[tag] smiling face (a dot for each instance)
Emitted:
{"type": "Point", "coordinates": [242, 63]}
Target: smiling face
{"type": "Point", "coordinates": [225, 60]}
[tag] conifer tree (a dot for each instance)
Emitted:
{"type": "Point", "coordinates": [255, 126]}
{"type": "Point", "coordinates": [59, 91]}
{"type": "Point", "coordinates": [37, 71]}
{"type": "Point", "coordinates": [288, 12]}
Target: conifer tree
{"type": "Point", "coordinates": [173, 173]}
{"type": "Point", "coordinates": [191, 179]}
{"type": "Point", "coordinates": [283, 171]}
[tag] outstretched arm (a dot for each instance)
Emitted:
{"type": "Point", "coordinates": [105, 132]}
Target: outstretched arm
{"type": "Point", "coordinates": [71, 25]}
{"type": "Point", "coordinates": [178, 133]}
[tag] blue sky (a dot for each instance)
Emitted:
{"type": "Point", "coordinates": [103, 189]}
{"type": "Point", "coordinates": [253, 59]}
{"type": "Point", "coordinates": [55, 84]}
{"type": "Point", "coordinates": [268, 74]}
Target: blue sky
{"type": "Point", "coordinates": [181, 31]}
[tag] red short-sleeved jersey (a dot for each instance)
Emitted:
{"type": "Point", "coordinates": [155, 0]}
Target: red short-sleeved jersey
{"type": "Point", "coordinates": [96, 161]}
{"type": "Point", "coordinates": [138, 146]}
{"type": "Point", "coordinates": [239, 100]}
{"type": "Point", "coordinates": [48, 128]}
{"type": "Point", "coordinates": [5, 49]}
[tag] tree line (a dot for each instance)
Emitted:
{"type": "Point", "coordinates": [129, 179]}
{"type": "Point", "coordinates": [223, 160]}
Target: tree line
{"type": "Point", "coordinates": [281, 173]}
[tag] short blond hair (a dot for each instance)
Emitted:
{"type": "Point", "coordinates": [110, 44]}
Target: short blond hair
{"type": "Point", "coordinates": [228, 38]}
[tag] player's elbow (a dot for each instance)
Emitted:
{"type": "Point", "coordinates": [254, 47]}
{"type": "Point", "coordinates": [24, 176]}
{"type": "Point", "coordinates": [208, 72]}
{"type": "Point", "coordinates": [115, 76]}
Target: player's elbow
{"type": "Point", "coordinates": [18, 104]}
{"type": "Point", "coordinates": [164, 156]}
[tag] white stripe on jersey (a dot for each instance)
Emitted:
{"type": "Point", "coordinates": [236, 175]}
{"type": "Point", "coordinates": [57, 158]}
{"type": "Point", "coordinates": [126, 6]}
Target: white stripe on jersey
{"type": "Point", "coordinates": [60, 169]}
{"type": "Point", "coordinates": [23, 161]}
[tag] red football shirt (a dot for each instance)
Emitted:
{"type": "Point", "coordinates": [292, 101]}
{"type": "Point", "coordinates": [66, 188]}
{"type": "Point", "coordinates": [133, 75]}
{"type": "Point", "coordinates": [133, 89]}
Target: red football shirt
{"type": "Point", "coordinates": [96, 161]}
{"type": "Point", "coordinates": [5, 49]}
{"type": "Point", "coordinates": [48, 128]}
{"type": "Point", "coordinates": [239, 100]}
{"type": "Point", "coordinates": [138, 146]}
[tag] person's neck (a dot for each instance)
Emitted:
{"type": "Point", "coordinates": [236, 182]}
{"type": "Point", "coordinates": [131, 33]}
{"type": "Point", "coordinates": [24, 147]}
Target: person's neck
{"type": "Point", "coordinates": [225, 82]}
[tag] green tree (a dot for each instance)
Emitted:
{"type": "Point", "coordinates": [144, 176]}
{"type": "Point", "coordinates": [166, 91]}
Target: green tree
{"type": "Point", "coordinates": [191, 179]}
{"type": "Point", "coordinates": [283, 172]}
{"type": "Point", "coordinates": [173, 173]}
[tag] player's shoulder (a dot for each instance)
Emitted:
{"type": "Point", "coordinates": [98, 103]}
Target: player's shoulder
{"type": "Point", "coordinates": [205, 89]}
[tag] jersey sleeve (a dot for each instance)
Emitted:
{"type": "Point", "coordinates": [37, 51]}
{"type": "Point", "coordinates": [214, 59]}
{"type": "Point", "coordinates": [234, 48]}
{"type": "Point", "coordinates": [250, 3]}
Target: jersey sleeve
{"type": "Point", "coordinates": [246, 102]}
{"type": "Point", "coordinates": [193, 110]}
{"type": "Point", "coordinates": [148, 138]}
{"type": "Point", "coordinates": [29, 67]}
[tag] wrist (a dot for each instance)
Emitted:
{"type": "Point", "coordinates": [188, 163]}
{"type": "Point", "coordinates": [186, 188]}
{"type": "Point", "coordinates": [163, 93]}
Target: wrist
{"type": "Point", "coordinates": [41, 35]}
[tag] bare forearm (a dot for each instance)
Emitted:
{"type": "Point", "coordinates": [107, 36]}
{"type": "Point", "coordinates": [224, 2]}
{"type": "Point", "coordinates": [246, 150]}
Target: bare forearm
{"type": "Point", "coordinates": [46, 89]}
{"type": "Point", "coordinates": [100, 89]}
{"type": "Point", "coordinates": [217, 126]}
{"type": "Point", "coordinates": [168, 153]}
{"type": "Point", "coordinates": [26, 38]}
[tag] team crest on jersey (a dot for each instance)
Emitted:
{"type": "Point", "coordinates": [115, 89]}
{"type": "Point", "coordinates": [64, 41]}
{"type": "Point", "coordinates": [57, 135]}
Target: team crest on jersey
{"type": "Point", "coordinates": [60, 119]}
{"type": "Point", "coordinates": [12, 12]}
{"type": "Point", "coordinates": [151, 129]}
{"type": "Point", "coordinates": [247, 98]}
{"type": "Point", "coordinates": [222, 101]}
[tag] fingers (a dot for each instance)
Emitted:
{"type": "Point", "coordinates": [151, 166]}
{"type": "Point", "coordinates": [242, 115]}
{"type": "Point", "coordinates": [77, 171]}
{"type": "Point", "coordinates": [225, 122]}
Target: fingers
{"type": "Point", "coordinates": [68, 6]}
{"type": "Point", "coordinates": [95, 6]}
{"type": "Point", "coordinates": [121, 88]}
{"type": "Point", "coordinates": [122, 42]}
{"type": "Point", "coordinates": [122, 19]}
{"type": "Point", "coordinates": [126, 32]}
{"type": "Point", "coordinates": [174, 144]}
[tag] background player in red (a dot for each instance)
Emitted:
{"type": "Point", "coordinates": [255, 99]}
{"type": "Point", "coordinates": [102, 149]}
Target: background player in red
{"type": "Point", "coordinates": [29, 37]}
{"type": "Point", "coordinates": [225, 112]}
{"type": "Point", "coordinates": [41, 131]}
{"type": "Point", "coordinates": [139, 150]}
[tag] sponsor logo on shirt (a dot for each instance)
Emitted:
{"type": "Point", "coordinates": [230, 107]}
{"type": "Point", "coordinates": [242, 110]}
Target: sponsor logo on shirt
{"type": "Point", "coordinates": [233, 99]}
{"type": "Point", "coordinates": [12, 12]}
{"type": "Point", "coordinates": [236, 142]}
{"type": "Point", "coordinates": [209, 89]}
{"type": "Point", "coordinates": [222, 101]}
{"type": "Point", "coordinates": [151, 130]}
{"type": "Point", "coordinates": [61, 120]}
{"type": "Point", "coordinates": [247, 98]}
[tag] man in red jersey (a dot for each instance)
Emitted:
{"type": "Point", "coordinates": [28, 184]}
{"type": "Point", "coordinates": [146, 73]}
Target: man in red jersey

- [What is needed]
The full listing must be retyped precisely, with no line left out.

- [Answer section]
[tag] smiling face (a dot for each instance)
Emitted:
{"type": "Point", "coordinates": [242, 63]}
Target: smiling face
{"type": "Point", "coordinates": [225, 60]}
[tag] conifer tree (a dot for each instance)
Emitted:
{"type": "Point", "coordinates": [255, 126]}
{"type": "Point", "coordinates": [59, 91]}
{"type": "Point", "coordinates": [37, 71]}
{"type": "Point", "coordinates": [288, 12]}
Target: conifer tree
{"type": "Point", "coordinates": [173, 173]}
{"type": "Point", "coordinates": [191, 179]}
{"type": "Point", "coordinates": [283, 171]}
[tag] outstretched arm (a dot for each instance)
Emitted:
{"type": "Point", "coordinates": [105, 132]}
Target: outstretched arm
{"type": "Point", "coordinates": [71, 25]}
{"type": "Point", "coordinates": [178, 133]}
[tag] blue sky (a dot for each instance)
Emitted:
{"type": "Point", "coordinates": [103, 189]}
{"type": "Point", "coordinates": [253, 59]}
{"type": "Point", "coordinates": [55, 84]}
{"type": "Point", "coordinates": [268, 74]}
Target: blue sky
{"type": "Point", "coordinates": [181, 31]}
[tag] red short-sleeved jersey (a dot for each instance)
Emitted:
{"type": "Point", "coordinates": [155, 0]}
Target: red short-sleeved jersey
{"type": "Point", "coordinates": [96, 161]}
{"type": "Point", "coordinates": [138, 146]}
{"type": "Point", "coordinates": [239, 100]}
{"type": "Point", "coordinates": [48, 128]}
{"type": "Point", "coordinates": [5, 49]}
[tag] tree line (a dot for each instance)
Emitted:
{"type": "Point", "coordinates": [129, 179]}
{"type": "Point", "coordinates": [223, 160]}
Target: tree line
{"type": "Point", "coordinates": [281, 173]}
[tag] short blond hair (a dot for each instance)
Emitted:
{"type": "Point", "coordinates": [110, 44]}
Target: short blond hair
{"type": "Point", "coordinates": [228, 38]}
[tag] player's elbow (a dot for each instance)
Emitted:
{"type": "Point", "coordinates": [254, 47]}
{"type": "Point", "coordinates": [24, 176]}
{"type": "Point", "coordinates": [208, 72]}
{"type": "Point", "coordinates": [115, 76]}
Target: player's elbow
{"type": "Point", "coordinates": [18, 104]}
{"type": "Point", "coordinates": [164, 156]}
[tag] white stripe on jersey (a dot for each instance)
Emitted:
{"type": "Point", "coordinates": [236, 175]}
{"type": "Point", "coordinates": [57, 158]}
{"type": "Point", "coordinates": [126, 6]}
Target: white stripe on jersey
{"type": "Point", "coordinates": [60, 169]}
{"type": "Point", "coordinates": [23, 161]}
[tag] red football shirt (a dot for each instance)
Emitted:
{"type": "Point", "coordinates": [292, 101]}
{"type": "Point", "coordinates": [66, 188]}
{"type": "Point", "coordinates": [133, 75]}
{"type": "Point", "coordinates": [133, 89]}
Target: red football shirt
{"type": "Point", "coordinates": [96, 161]}
{"type": "Point", "coordinates": [5, 49]}
{"type": "Point", "coordinates": [48, 128]}
{"type": "Point", "coordinates": [239, 100]}
{"type": "Point", "coordinates": [138, 146]}
[tag] person's neck (a dot for each instance)
Emitted:
{"type": "Point", "coordinates": [236, 182]}
{"type": "Point", "coordinates": [131, 33]}
{"type": "Point", "coordinates": [24, 147]}
Target: person's neck
{"type": "Point", "coordinates": [225, 82]}
[tag] green tree (a dot for each instance)
Emitted:
{"type": "Point", "coordinates": [144, 176]}
{"type": "Point", "coordinates": [166, 91]}
Target: green tree
{"type": "Point", "coordinates": [191, 179]}
{"type": "Point", "coordinates": [283, 172]}
{"type": "Point", "coordinates": [173, 173]}
[tag] player's shoulder (a dot for each instance)
Emitted:
{"type": "Point", "coordinates": [98, 103]}
Target: player's shoulder
{"type": "Point", "coordinates": [205, 89]}
[tag] jersey sleeve (a dot for each instance)
Emitted:
{"type": "Point", "coordinates": [37, 51]}
{"type": "Point", "coordinates": [214, 59]}
{"type": "Point", "coordinates": [234, 48]}
{"type": "Point", "coordinates": [250, 3]}
Target: jersey sleeve
{"type": "Point", "coordinates": [246, 102]}
{"type": "Point", "coordinates": [193, 110]}
{"type": "Point", "coordinates": [148, 138]}
{"type": "Point", "coordinates": [29, 67]}
[tag] wrist (a dot for each instance)
Emitted:
{"type": "Point", "coordinates": [188, 163]}
{"type": "Point", "coordinates": [186, 188]}
{"type": "Point", "coordinates": [163, 93]}
Target: wrist
{"type": "Point", "coordinates": [41, 35]}
[tag] bare forearm (a dot for each instance)
Emitted:
{"type": "Point", "coordinates": [107, 36]}
{"type": "Point", "coordinates": [224, 2]}
{"type": "Point", "coordinates": [246, 150]}
Target: bare forearm
{"type": "Point", "coordinates": [46, 89]}
{"type": "Point", "coordinates": [100, 89]}
{"type": "Point", "coordinates": [217, 126]}
{"type": "Point", "coordinates": [168, 153]}
{"type": "Point", "coordinates": [26, 38]}
[tag] team crest on jersey (a dot for each instance)
Emitted:
{"type": "Point", "coordinates": [115, 89]}
{"type": "Point", "coordinates": [64, 41]}
{"type": "Point", "coordinates": [57, 135]}
Target: team crest on jersey
{"type": "Point", "coordinates": [60, 119]}
{"type": "Point", "coordinates": [12, 12]}
{"type": "Point", "coordinates": [151, 129]}
{"type": "Point", "coordinates": [247, 98]}
{"type": "Point", "coordinates": [222, 101]}
[tag] fingers (a dot for each instance)
Emitted:
{"type": "Point", "coordinates": [151, 166]}
{"type": "Point", "coordinates": [242, 115]}
{"type": "Point", "coordinates": [77, 171]}
{"type": "Point", "coordinates": [225, 122]}
Target: fingers
{"type": "Point", "coordinates": [68, 6]}
{"type": "Point", "coordinates": [95, 6]}
{"type": "Point", "coordinates": [121, 88]}
{"type": "Point", "coordinates": [122, 42]}
{"type": "Point", "coordinates": [122, 19]}
{"type": "Point", "coordinates": [126, 32]}
{"type": "Point", "coordinates": [174, 144]}
[tag] background player in red (a dot for each instance)
Emitted:
{"type": "Point", "coordinates": [255, 99]}
{"type": "Point", "coordinates": [102, 149]}
Target: background player in red
{"type": "Point", "coordinates": [29, 37]}
{"type": "Point", "coordinates": [225, 112]}
{"type": "Point", "coordinates": [41, 131]}
{"type": "Point", "coordinates": [139, 150]}
[tag] sponsor logo on shirt (a dot for each instance)
Emitted:
{"type": "Point", "coordinates": [230, 107]}
{"type": "Point", "coordinates": [242, 110]}
Target: sponsor logo on shirt
{"type": "Point", "coordinates": [233, 99]}
{"type": "Point", "coordinates": [12, 12]}
{"type": "Point", "coordinates": [236, 142]}
{"type": "Point", "coordinates": [209, 89]}
{"type": "Point", "coordinates": [222, 101]}
{"type": "Point", "coordinates": [151, 130]}
{"type": "Point", "coordinates": [61, 120]}
{"type": "Point", "coordinates": [247, 98]}
[tag] man in red jersey (a dot for each instance)
Emitted:
{"type": "Point", "coordinates": [28, 184]}
{"type": "Point", "coordinates": [146, 73]}
Target: man in red jersey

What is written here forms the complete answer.